◆ **What is needed**
Please write out every item below in full, keeping the wording that asks for each outline, and adjust each coordinate in the answers by adding -46 to it. Leave the pictures out.

◆ **Extracted records**
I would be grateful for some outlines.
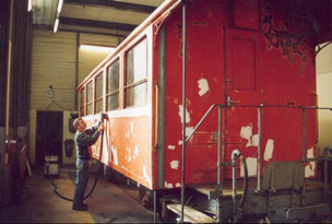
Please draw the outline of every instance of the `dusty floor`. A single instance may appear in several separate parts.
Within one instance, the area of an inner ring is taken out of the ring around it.
[[[55,178],[58,191],[73,197],[74,168],[60,168]],[[92,188],[91,176],[87,191]],[[122,186],[123,187],[123,186]],[[99,175],[92,197],[85,200],[88,211],[73,211],[72,203],[58,198],[42,168],[34,169],[19,189],[15,200],[0,208],[0,223],[153,223],[153,211],[138,202],[138,191],[127,186],[120,188]],[[157,221],[158,222],[158,221]]]

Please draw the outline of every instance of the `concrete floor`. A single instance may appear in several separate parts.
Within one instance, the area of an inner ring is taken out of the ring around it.
[[[60,177],[55,178],[58,191],[73,197],[74,167],[60,168]],[[91,175],[87,191],[92,188]],[[123,187],[123,186],[122,186]],[[0,223],[153,223],[153,211],[143,208],[138,201],[138,191],[130,186],[120,188],[99,175],[92,197],[84,202],[88,211],[73,211],[72,202],[54,193],[43,168],[34,169],[19,188],[16,198],[0,208]]]

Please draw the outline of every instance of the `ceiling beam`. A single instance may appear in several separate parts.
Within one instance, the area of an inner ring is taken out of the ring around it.
[[[93,20],[83,20],[83,19],[73,19],[73,17],[62,17],[60,16],[60,24],[74,25],[74,26],[88,26],[97,28],[109,28],[109,30],[120,30],[131,32],[137,25],[127,24],[127,23],[111,23],[104,21],[93,21]]]
[[[127,2],[112,1],[112,0],[66,0],[64,3],[83,4],[83,5],[90,5],[90,7],[110,7],[110,8],[117,9],[117,10],[140,12],[140,13],[147,13],[147,14],[151,14],[156,9],[155,7],[127,3]]]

◆ **Worked solution**
I would be grateful for some outlines.
Please draw the outline of every instance of the `dusty floor`. A single instance may appear in several separate parts.
Within one instance, the area of an inner ring is taken out of the ring around it.
[[[9,132],[12,145],[27,151],[28,122],[14,122]],[[46,142],[45,130],[41,145]],[[76,140],[77,141],[77,140]],[[53,129],[46,151],[39,154],[42,165],[27,165],[26,157],[12,152],[-4,122],[-12,123],[-27,143],[-31,154],[-46,162],[-46,177],[107,177],[107,165],[92,156],[92,145],[81,140],[74,142]],[[111,175],[112,176],[112,175]]]

Please draw the outline of every instance of the `concrete floor`. A single instance may appear in several separate parts.
Within one instance, the area of an inner ring is taken out of the ring around it.
[[[14,131],[9,132],[12,145],[27,151],[28,121],[14,122]],[[45,129],[41,145],[46,142]],[[77,141],[77,140],[76,140]],[[-46,177],[107,177],[107,165],[97,162],[92,155],[92,145],[84,140],[74,142],[53,129],[46,151],[38,156],[42,165],[27,165],[26,156],[8,147],[-3,122],[-12,123],[-27,142],[-30,152],[-46,162]]]

Please draw the outline of every instance of the `ceiling beam`. A single instance may appear in several separate parts.
Within one instance, the area of an inner ring is taken out of the ring around it.
[[[47,-26],[37,-26],[37,-27],[27,-27],[27,-29],[16,-29],[14,-30],[14,-22],[28,-21],[28,-20],[42,-20],[51,-18],[63,-18],[63,-16],[74,-16],[85,-14],[91,-21],[81,-22],[81,-23],[65,-23],[58,-25],[47,-25]]]
[[[81,-44],[66,-45],[66,-46],[20,-46],[18,-43],[37,-42],[37,-41],[44,-41],[44,-39],[64,-39],[64,-38],[71,-37],[71,-36],[94,-34],[94,-33],[101,-33],[101,-32],[105,-32],[110,-37],[109,-39],[81,-43]]]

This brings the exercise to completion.